>> START TEXT PASSAGE
A prism sight or prismatic sight, sometimes also called prism scope or prismatic scope, is a type telescopic sight  which uses a roof prism for its image-erecting system (instead of the series of relay lenses found in traditional telescopic sights). The use of prisms makes it possible to construct a shorter and lighter sight, or with an offset between the eyepiece and objective axes.

Description 
Most prism sights use roof prisms, by the same principle as compact handheld binoculars and spotting scopes. The reticle is etched onto one face of the prism, making it easy to illuminate the reticle from the back of the prism, even when active illumination is turned off. A prism sight is a form of telescopic sight so have similar features and limitations.

Magnification 

Prismatic scopes often have fixed magnification, such as 1× magnification (parity magnification or "non-magnifying"), 2×, 3× or 4x, sometimes 5× or more. The low magnifications make them best suited for shooting at short or medium distances.

There are also prism sights with adjustable magnification, such as the ELCAN Specter DR/TR series.

Reticle 
Like telescopic sights, prism sights have an etched reticle which makes them suitable for shooters with astigmatism, unlike reflex sights or holographic sights which may be near useless for these shooters depending on the severity of the astigmatism. Furthermore, the reticle is often illuminated, but is also visible without illumination. Etched reticles also makes for the possibility to have more advanced reticles, and some prism sights are available with ballistic reticles which can be used for holdover for shooting at varying distances without turning the adjustment knobs.

Diopter 
Prism sights usually have eyepieces with adjustable diopters so that the image can be adjusted for nearsightedness or farsightedness.

Parallax 
Prism sights have a somewhat larger parallax error than red dot sights. Usually, they do not have an adjustable parallax like some telescopic sights.
>> END TEXT PASSAGE
#### SET EXERCISE 1:
List every section heading in the passage on prism sights, in the order the headings appear.
>> START DATA FOR PROCESSING
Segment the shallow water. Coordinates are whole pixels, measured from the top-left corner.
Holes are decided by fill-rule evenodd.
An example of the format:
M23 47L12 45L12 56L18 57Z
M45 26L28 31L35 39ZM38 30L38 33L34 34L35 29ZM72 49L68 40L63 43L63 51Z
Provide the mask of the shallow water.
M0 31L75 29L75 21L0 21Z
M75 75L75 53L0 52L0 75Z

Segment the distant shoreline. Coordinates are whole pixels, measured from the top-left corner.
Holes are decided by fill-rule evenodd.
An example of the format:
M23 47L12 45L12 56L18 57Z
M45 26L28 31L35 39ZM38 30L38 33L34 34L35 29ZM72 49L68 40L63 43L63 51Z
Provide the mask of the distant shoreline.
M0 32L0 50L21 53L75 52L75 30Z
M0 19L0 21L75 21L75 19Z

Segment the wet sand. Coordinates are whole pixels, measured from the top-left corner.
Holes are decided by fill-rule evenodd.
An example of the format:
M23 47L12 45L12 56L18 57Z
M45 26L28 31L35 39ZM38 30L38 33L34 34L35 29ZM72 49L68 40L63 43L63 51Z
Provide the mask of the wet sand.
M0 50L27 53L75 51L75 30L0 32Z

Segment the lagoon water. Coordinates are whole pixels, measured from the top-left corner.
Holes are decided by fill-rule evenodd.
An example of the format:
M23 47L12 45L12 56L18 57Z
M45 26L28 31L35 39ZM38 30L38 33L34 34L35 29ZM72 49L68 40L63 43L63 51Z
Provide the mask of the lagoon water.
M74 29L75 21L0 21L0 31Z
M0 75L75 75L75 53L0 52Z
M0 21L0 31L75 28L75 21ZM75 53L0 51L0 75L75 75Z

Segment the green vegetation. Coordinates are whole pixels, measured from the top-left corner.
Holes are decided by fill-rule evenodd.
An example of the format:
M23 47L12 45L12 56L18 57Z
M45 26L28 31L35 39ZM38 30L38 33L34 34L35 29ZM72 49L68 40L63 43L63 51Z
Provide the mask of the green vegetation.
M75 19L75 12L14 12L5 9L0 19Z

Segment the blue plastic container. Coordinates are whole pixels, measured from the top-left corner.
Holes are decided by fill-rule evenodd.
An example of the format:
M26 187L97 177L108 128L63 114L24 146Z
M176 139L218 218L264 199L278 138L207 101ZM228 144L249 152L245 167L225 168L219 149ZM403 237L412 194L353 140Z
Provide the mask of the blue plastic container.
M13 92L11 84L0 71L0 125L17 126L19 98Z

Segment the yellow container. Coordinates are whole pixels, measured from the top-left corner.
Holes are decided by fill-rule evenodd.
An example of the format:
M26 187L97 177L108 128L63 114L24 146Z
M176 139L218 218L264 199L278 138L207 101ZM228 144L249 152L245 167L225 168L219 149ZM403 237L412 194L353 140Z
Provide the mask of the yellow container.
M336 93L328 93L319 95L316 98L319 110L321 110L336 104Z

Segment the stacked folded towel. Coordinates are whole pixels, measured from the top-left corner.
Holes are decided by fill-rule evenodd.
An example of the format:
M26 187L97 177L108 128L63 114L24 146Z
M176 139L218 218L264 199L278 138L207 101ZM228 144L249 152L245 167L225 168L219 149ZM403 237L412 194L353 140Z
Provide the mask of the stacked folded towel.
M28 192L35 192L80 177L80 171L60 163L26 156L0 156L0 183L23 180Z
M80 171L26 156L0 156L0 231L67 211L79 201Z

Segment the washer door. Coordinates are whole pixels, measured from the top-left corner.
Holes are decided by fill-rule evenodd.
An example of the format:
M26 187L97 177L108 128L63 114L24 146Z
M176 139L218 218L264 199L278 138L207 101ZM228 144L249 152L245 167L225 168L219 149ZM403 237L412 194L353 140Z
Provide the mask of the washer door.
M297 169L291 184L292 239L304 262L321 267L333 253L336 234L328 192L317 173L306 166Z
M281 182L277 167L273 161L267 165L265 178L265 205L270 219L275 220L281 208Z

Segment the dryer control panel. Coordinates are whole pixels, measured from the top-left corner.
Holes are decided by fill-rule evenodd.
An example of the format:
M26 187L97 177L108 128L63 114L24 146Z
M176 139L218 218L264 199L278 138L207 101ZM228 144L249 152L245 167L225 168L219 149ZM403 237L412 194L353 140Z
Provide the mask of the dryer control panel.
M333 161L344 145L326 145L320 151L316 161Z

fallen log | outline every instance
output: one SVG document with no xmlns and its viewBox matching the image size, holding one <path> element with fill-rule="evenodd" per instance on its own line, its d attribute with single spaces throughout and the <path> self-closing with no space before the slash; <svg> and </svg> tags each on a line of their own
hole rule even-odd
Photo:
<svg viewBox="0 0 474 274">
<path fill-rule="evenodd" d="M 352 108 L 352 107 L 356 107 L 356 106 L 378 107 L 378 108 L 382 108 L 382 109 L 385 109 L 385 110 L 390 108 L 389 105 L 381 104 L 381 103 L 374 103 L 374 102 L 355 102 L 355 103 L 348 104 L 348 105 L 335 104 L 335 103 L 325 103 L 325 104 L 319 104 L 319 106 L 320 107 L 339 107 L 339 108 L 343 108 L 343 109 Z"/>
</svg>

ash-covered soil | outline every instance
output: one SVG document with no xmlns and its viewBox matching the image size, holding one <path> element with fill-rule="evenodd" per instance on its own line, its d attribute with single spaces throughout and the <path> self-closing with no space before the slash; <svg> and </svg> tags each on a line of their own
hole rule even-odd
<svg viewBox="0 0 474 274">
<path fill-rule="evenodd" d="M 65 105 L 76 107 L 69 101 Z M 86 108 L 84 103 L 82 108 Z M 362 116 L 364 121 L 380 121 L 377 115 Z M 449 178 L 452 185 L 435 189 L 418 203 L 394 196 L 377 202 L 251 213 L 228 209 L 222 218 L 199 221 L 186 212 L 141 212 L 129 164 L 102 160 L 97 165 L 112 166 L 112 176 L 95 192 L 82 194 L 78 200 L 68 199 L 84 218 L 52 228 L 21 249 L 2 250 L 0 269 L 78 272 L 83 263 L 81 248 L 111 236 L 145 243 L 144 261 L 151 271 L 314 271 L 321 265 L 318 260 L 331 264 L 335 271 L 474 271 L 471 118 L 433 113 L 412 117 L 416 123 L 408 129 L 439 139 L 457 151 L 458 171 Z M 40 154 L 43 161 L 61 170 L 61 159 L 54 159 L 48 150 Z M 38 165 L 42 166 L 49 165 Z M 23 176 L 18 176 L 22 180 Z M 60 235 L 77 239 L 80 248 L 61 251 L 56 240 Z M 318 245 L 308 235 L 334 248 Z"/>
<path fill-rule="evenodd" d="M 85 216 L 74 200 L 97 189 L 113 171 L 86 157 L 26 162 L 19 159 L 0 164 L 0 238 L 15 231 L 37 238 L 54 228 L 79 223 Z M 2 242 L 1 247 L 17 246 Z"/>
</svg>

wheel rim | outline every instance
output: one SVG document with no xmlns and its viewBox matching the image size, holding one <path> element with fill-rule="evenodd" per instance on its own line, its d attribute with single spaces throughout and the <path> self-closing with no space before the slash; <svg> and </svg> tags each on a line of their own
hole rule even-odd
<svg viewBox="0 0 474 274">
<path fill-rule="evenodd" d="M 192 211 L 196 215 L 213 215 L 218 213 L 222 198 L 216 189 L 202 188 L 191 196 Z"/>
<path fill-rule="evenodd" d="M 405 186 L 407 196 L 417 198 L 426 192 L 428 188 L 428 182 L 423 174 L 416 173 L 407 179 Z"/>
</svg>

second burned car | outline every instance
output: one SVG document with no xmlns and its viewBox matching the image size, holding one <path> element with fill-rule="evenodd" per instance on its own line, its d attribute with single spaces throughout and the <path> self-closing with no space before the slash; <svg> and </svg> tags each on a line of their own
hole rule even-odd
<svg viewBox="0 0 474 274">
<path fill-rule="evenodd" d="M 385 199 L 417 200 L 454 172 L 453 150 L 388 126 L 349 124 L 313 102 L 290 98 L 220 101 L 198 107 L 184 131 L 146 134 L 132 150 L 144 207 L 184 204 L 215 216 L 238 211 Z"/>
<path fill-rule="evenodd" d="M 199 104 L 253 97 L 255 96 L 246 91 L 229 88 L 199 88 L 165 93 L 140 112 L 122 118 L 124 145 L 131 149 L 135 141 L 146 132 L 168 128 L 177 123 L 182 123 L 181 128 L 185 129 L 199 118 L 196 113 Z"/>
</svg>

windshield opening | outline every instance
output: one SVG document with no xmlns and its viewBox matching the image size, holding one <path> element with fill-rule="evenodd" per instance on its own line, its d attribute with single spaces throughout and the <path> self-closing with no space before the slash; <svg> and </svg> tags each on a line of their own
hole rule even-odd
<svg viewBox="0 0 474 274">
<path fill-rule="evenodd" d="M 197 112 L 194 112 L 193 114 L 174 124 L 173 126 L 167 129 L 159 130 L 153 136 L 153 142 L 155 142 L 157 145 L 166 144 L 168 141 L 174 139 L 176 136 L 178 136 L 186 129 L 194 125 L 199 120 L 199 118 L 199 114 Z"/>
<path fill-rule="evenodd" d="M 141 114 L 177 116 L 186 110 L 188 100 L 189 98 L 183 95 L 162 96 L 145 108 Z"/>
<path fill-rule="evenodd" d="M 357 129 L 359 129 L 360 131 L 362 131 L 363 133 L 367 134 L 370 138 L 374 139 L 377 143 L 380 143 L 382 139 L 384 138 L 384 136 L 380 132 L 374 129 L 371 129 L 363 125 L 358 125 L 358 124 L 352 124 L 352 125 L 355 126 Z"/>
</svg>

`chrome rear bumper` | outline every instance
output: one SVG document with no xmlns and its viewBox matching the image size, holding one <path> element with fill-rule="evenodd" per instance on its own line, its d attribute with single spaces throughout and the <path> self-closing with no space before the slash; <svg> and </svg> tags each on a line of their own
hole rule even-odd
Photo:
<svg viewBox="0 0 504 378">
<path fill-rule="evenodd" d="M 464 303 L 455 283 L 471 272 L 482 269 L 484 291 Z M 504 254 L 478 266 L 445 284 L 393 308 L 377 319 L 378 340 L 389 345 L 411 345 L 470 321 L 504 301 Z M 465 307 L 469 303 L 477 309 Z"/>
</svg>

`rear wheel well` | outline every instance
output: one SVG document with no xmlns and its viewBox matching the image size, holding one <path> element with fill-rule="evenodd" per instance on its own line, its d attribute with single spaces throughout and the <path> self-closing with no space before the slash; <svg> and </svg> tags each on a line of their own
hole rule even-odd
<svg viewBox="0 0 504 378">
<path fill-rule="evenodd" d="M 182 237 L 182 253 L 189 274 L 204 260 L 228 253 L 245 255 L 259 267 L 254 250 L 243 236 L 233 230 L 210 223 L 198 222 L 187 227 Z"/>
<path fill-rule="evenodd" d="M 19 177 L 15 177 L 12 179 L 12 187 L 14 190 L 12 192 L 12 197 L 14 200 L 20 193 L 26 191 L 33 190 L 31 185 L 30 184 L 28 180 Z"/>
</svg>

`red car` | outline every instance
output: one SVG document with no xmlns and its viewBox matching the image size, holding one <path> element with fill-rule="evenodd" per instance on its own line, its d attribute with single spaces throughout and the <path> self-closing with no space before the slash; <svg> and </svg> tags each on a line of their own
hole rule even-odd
>> END DATA FOR PROCESSING
#### SET EXERCISE 2:
Filter the entries, keeping every line that contains the string "door". Case counts.

#### TASK SOLUTION 1:
Description
Magnification
Reticle
Diopter
Parallax

#### TASK SOLUTION 2:
Segment the washer door. Coordinates are whole pixels, measured from the top-left corner.
Provide the mask of the washer door.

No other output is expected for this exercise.